### Task brief
Rewrite as a numbered list the lines from the one containing "Phrase: black undershirt collar" through the last line of the records, both ends included, leaving out any blank lines.

### Data shown
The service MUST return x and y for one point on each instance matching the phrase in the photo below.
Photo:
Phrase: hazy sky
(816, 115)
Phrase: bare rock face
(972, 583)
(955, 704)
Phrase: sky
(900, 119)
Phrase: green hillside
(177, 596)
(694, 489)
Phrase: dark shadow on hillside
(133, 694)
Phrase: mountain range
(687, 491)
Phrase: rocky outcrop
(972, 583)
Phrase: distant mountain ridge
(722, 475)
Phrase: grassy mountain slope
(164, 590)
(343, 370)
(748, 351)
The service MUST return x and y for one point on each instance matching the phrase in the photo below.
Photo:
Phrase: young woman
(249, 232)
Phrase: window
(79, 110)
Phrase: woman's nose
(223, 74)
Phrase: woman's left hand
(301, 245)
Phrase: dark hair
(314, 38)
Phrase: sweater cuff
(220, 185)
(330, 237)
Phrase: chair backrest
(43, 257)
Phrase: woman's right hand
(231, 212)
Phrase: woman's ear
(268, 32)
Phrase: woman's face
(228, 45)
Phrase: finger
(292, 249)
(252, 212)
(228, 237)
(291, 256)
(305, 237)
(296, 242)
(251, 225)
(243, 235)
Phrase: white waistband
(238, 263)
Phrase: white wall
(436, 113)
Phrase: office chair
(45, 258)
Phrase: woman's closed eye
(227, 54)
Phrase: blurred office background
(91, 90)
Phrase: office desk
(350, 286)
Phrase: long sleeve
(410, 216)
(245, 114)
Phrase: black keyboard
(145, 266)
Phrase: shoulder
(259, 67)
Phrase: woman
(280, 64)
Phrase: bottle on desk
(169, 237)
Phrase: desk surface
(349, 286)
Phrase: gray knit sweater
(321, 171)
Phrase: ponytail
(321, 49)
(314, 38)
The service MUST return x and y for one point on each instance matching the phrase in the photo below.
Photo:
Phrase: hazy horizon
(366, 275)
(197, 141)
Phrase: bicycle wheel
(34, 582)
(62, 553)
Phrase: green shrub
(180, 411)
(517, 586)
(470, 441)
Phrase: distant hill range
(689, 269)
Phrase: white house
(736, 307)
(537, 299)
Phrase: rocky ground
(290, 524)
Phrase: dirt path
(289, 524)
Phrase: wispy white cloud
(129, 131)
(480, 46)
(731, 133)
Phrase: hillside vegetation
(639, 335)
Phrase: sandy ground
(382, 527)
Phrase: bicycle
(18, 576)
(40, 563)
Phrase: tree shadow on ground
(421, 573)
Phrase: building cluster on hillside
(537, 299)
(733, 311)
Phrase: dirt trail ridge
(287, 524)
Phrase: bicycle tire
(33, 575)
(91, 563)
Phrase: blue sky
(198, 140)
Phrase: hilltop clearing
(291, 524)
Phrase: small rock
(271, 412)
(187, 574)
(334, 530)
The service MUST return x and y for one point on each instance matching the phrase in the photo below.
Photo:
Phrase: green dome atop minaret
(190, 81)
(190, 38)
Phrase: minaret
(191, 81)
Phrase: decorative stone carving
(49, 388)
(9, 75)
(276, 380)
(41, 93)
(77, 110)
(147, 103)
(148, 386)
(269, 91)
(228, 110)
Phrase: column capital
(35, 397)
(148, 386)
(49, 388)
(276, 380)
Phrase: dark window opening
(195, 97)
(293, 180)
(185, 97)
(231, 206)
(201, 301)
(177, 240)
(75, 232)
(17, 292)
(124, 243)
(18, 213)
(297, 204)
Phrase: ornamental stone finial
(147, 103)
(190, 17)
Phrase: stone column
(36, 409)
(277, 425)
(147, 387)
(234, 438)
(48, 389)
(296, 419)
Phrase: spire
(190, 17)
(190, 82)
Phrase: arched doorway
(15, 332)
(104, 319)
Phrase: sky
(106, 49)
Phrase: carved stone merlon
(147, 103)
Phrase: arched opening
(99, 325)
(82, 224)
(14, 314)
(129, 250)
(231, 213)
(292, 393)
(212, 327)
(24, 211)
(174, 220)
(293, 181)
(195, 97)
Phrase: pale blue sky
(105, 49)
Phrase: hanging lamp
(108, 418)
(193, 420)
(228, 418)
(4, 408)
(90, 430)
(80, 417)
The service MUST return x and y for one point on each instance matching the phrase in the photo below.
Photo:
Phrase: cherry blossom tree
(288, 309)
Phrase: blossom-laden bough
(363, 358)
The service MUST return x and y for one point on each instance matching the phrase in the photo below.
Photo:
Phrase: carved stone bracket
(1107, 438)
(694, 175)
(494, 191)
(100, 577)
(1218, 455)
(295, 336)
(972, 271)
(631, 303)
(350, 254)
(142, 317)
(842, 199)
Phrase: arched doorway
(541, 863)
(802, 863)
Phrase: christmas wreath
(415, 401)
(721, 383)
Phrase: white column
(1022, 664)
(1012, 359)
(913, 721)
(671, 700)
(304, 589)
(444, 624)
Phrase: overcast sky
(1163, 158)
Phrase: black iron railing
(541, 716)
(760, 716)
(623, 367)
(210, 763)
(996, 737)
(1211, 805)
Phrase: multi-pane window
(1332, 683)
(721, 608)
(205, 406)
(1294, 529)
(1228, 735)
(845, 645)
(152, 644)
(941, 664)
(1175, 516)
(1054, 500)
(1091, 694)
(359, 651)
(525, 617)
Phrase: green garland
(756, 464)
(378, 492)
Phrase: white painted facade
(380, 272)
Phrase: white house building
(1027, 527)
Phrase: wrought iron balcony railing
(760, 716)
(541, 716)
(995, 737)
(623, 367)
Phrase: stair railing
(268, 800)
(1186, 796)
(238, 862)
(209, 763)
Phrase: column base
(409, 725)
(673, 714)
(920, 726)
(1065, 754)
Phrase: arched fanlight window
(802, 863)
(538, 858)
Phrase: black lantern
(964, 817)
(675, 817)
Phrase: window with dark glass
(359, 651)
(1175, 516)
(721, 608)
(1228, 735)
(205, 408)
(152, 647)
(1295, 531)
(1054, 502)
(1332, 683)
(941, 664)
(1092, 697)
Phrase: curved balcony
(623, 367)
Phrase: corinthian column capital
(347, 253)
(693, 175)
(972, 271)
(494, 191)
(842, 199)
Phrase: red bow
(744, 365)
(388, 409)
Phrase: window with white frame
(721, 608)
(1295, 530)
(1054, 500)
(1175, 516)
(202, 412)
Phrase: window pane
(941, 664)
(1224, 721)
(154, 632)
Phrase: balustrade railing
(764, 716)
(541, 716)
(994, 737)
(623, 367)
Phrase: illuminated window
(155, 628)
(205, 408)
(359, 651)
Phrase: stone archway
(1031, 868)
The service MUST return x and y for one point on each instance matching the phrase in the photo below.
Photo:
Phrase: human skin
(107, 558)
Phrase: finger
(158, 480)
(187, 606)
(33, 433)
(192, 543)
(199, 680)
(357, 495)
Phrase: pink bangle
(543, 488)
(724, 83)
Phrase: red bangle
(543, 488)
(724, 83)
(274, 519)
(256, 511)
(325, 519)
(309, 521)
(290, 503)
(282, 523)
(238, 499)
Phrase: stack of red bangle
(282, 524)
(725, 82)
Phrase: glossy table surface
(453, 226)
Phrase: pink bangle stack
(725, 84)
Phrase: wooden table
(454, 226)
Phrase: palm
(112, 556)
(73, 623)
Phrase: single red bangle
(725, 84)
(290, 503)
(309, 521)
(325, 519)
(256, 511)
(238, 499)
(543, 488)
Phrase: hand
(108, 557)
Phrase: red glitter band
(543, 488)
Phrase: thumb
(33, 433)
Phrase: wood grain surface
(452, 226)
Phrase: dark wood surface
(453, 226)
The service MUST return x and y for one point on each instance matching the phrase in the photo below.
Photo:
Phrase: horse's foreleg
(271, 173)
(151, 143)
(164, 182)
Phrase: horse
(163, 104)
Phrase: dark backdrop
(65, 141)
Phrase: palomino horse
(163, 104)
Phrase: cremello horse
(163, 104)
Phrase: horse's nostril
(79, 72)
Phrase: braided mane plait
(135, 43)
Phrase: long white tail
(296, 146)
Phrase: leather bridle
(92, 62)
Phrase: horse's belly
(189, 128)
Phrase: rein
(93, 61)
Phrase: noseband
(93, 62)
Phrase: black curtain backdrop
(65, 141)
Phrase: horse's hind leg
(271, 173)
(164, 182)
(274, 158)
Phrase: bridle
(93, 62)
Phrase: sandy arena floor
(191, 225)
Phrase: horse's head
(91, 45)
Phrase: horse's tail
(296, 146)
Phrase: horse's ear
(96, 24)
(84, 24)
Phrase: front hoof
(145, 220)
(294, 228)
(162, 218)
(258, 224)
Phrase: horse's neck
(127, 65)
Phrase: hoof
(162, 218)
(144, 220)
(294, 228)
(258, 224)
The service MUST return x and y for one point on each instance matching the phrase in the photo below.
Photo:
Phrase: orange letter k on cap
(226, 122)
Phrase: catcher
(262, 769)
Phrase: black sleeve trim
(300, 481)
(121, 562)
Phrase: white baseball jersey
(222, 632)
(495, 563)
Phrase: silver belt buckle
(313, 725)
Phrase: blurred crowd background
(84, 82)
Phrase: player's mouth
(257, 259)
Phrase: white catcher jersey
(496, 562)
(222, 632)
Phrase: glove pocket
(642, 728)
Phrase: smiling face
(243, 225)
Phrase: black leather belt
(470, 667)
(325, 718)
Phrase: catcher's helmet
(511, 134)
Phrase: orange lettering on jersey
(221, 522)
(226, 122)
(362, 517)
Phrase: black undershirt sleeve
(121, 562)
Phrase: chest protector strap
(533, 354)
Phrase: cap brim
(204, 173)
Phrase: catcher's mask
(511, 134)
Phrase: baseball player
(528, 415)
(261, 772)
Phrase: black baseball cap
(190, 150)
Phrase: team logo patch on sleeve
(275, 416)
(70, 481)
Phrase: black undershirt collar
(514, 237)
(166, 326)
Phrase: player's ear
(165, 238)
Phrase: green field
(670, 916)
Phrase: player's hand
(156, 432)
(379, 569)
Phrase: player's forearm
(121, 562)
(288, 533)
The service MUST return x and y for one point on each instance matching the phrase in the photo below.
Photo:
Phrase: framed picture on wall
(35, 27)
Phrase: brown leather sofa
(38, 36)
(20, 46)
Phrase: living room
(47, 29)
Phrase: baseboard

### Solution for this problem
1. Phrase: black undershirt collar
2. (514, 237)
3. (166, 326)
4. Phrase: player's ear
5. (165, 238)
6. Phrase: green field
7. (670, 916)
8. Phrase: player's hand
9. (156, 432)
10. (379, 569)
11. Phrase: player's forearm
12. (121, 562)
13. (288, 533)
14. The service MUST return x and y for one point on each instance matching the phrase in the photo below.
15. Photo:
16. Phrase: framed picture on wall
17. (35, 27)
18. Phrase: brown leather sofa
19. (38, 36)
20. (20, 46)
21. Phrase: living room
22. (47, 29)
23. Phrase: baseboard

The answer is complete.